文書セクション
2025 年 4 巻 1 号 p. 41-47
背景:MCT8異常症はX連鎖性潜性遺伝による遺伝性の希少疾患であり,成長発達の経過報告は少ない。今回,家庭事情により施設入所となった1症例に対し,GMFM-88を用いた運動機能の評価を行い,変化を捉えながら経過を追い運動機能の向上がみられたため報告する。
症例:本症例はMCT8異常症の18歳男性(介入当初12歳)。大島分類1,GMFCSレベルⅤ相当。在宅療育が困難となり施設入所。環境変化や新型コロナウイルス罹患などにより機能低下が2度みられたが,多職種での関わり,理学療法,作業療法による運動機能の再獲得,頭頸部コントロール促しなどGMFM-88の結果を踏まえて運動機能への介入を行い,介入当初と6年後を比較して項目Aの「臥位と寝返り」は56.6%が78.4%に,項目Bの「座位」は6.7%が20.0%に変化し,運動機能の向上がみられた。
結語:MCT8異常症の本症例については,環境変化や体調不良により運動機能が低下したが,多職種連携での関わりや運動の促しなどで,青年期でも運動機能に向上が観察された。

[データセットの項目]

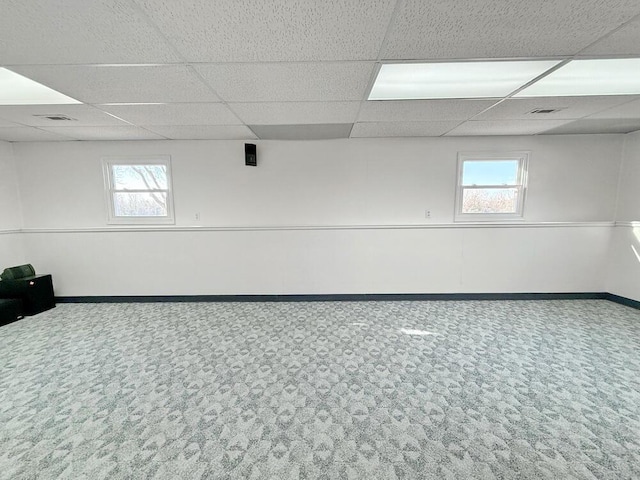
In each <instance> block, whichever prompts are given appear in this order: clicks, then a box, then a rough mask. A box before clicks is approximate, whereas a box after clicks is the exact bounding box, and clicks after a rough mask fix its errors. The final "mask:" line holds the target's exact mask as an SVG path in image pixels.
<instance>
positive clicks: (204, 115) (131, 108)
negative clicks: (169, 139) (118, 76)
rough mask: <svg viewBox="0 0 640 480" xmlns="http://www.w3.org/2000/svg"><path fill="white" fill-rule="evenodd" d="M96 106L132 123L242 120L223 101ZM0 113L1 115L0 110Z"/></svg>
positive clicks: (211, 121)
mask: <svg viewBox="0 0 640 480" xmlns="http://www.w3.org/2000/svg"><path fill="white" fill-rule="evenodd" d="M98 108H100V109H102V110H104V111H105V112H109V113H112V114H113V115H115V116H117V117H119V118H122V119H123V120H126V121H127V122H130V123H133V124H135V125H239V124H241V123H242V122H241V121H240V120H239V119H238V117H236V116H235V115H234V114H233V113H232V112H231V110H229V108H228V107H226V106H225V105H224V104H222V103H167V104H154V105H98ZM0 115H2V113H1V111H0Z"/></svg>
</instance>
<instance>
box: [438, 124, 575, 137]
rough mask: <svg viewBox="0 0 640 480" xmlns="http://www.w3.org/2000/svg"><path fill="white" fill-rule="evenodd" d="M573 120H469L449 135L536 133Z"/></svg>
mask: <svg viewBox="0 0 640 480" xmlns="http://www.w3.org/2000/svg"><path fill="white" fill-rule="evenodd" d="M570 121H571V120H518V121H510V120H493V121H484V122H476V121H469V122H465V123H463V124H462V125H460V126H458V127H456V128H454V129H453V130H452V131H450V132H448V133H447V136H465V135H535V134H537V133H540V132H544V131H546V130H549V129H551V128H555V127H559V126H560V125H563V124H565V123H568V122H570Z"/></svg>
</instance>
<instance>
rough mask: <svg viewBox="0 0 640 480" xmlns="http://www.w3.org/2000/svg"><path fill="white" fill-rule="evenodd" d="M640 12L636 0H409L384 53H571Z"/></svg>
mask: <svg viewBox="0 0 640 480" xmlns="http://www.w3.org/2000/svg"><path fill="white" fill-rule="evenodd" d="M638 13H640V3H639V2H638V1H637V0H562V1H549V0H527V1H517V2H514V1H513V0H457V1H454V2H452V1H451V0H430V1H424V0H406V1H405V2H404V3H403V4H402V7H401V9H400V11H399V14H398V17H397V18H396V21H395V23H394V25H393V27H392V29H391V30H390V33H389V36H388V41H387V43H386V47H385V49H384V51H383V52H382V58H386V59H436V58H499V57H528V56H544V55H571V54H575V53H577V52H578V51H580V50H581V49H583V48H584V47H586V46H587V45H589V44H590V43H592V42H594V41H596V40H597V39H599V38H600V37H602V36H603V35H604V34H606V33H608V32H609V31H611V30H612V29H614V28H616V27H618V26H620V25H622V24H623V23H624V22H626V21H627V20H629V19H630V18H632V17H633V16H634V15H636V14H638Z"/></svg>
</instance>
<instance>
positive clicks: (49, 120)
mask: <svg viewBox="0 0 640 480" xmlns="http://www.w3.org/2000/svg"><path fill="white" fill-rule="evenodd" d="M42 115H65V116H67V117H70V118H73V119H74V120H72V121H56V120H50V119H48V118H44V117H42ZM0 118H3V119H6V120H10V121H12V122H15V123H20V124H22V125H30V126H34V127H38V126H40V127H56V126H57V127H59V126H61V125H63V126H64V125H66V126H74V127H81V126H85V127H88V126H99V125H126V123H125V122H122V121H121V120H118V119H117V118H114V117H113V116H111V115H109V114H107V113H104V112H101V111H100V110H98V109H97V108H94V107H92V106H90V105H10V106H8V105H2V106H0Z"/></svg>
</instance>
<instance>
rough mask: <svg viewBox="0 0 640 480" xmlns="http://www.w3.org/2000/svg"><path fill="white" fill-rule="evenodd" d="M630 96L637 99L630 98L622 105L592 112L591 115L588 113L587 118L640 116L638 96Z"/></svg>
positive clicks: (628, 116)
mask: <svg viewBox="0 0 640 480" xmlns="http://www.w3.org/2000/svg"><path fill="white" fill-rule="evenodd" d="M631 98H635V99H637V100H631V101H630V102H627V103H624V104H622V105H618V106H616V107H613V108H609V109H607V110H603V111H601V112H598V113H594V114H593V115H589V118H640V98H638V97H631Z"/></svg>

課題文
MCT8異常症の症例報告から、「2025 年 4 巻 1」から「0%に変化し,運動機能の向上がみられた。」までを、末尾の語句も含めて一字も変えずに引用せよ。

回答
2025 年 4 巻 1 号 p. 41-47
背景:MCT8異常症はX連鎖性潜性遺伝による遺伝性の希少疾患であり,成長発達の経過報告は少ない。今回,家庭事情により施設入所となった1症例に対し,GMFM-88を用いた運動機能の評価を行い,変化を捉えながら経過を追い運動機能の向上がみられたため報告する。
症例:本症例はMCT8異常症の18歳男性(介入当初12歳)。大島分類1,GMFCSレベルⅤ相当。在宅療育が困難となり施設入所。環境変化や新型コロナウイルス罹患などにより機能低下が2度みられたが,多職種での関わり,理学療法,作業療法による運動機能の再獲得,頭頸部コントロール促しなどGMFM-88の結果を踏まえて運動機能への介入を行い,介入当初と6年後を比較して項目Aの「臥位と寝返り」は56.6%が78.4%に,項目Bの「座位」は6.7%が20.0%に変化し,運動機能の向上がみられた。